### GIVEN INSTRUCTION:
Filter the lines below and copy out each one that contains the string "stem", treating uppercase and lowercase as different.

### DATA IN THIS EXERCISE:
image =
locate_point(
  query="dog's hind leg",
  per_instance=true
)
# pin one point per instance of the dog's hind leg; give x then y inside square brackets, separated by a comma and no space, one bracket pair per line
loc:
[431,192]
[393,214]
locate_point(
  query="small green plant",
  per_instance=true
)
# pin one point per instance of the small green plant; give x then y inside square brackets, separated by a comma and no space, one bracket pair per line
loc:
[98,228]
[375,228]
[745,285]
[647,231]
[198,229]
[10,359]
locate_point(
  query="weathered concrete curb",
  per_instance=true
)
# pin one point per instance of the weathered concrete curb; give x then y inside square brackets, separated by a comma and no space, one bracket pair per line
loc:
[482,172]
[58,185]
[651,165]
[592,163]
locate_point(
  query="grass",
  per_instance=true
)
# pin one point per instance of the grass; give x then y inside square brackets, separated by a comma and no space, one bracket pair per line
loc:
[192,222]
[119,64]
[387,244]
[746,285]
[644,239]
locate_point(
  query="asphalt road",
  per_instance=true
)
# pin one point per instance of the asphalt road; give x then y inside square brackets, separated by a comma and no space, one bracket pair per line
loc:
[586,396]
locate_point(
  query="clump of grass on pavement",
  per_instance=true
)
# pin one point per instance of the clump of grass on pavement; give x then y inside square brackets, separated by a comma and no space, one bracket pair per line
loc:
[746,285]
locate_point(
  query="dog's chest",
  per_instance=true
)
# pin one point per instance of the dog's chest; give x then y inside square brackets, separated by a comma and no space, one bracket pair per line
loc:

--

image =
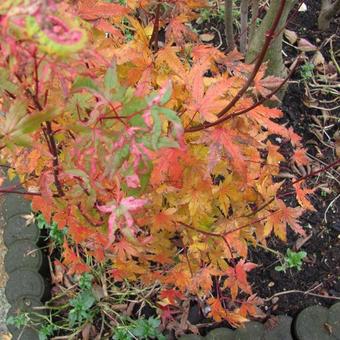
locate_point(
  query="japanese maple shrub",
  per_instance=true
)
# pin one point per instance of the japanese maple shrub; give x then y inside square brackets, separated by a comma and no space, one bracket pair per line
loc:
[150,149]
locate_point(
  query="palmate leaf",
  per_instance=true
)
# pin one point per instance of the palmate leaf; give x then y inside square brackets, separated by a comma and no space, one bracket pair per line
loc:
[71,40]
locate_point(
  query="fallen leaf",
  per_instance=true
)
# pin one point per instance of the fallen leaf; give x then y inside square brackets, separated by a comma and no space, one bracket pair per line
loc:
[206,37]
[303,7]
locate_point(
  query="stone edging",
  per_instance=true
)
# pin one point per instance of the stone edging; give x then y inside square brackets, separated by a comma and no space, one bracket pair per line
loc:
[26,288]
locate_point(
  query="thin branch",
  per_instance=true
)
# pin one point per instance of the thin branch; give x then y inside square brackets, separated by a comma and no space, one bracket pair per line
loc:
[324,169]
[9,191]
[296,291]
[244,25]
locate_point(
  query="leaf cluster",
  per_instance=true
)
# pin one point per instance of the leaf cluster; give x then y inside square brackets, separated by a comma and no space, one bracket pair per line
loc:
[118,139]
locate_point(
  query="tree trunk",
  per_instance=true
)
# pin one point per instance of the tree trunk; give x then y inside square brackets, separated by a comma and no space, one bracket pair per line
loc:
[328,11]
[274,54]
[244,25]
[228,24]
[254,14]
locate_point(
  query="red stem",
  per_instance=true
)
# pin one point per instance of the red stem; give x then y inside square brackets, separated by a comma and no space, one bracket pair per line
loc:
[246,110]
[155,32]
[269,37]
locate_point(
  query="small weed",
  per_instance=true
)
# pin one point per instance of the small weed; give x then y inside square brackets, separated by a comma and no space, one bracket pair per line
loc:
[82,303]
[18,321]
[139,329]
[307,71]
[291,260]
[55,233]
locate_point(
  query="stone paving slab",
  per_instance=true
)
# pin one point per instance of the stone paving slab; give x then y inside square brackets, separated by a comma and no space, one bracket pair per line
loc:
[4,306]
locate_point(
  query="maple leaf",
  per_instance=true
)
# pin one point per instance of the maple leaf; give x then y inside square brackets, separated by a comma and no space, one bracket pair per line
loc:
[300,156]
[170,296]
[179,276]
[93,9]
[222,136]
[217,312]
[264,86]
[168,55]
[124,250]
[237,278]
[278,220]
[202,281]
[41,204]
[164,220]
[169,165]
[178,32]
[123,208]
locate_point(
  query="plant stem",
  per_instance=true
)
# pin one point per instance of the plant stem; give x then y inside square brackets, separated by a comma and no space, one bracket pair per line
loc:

--

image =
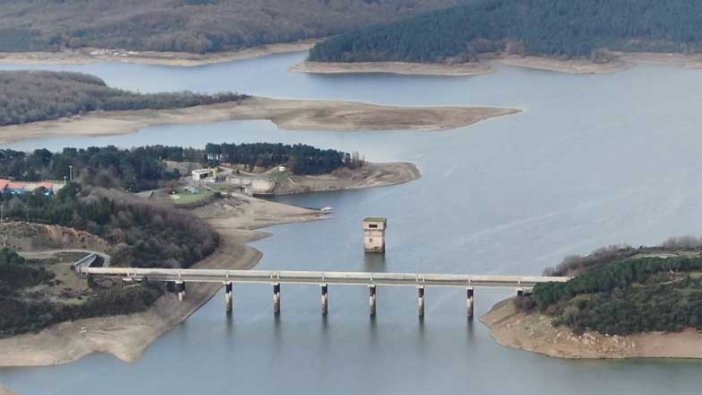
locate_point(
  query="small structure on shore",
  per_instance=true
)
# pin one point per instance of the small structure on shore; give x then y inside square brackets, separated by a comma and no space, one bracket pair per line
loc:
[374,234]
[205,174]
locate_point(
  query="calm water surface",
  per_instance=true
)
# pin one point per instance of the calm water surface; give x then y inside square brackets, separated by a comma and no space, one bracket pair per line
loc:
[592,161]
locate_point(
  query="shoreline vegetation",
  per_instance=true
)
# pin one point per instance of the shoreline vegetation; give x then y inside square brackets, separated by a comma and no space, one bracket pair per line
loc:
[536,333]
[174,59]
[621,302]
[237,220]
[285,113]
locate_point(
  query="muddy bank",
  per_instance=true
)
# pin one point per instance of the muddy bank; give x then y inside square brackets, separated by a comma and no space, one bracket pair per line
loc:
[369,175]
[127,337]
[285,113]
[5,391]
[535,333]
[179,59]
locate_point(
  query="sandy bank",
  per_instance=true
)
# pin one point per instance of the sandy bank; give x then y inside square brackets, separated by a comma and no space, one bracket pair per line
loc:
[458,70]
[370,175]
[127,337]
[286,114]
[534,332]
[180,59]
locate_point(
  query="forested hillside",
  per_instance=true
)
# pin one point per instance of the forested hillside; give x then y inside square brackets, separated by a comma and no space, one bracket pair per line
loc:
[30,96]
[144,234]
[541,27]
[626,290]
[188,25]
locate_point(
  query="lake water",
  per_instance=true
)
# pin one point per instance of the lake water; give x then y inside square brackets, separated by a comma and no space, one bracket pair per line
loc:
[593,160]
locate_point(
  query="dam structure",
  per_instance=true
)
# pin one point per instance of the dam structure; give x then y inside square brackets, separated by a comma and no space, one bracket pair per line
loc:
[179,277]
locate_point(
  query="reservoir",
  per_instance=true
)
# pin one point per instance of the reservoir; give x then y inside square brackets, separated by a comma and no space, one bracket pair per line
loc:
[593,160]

### SOLUTION:
  query="red stem",
# pin one point per instance of the red stem; give x then y inside square brackets, separated by a comma and no space, one bracket pair per line
  query="plant stem",
# pin one point per instance of the plant stem; give x then y inside square brackets, separated by a comma and no space, one bracket pair per line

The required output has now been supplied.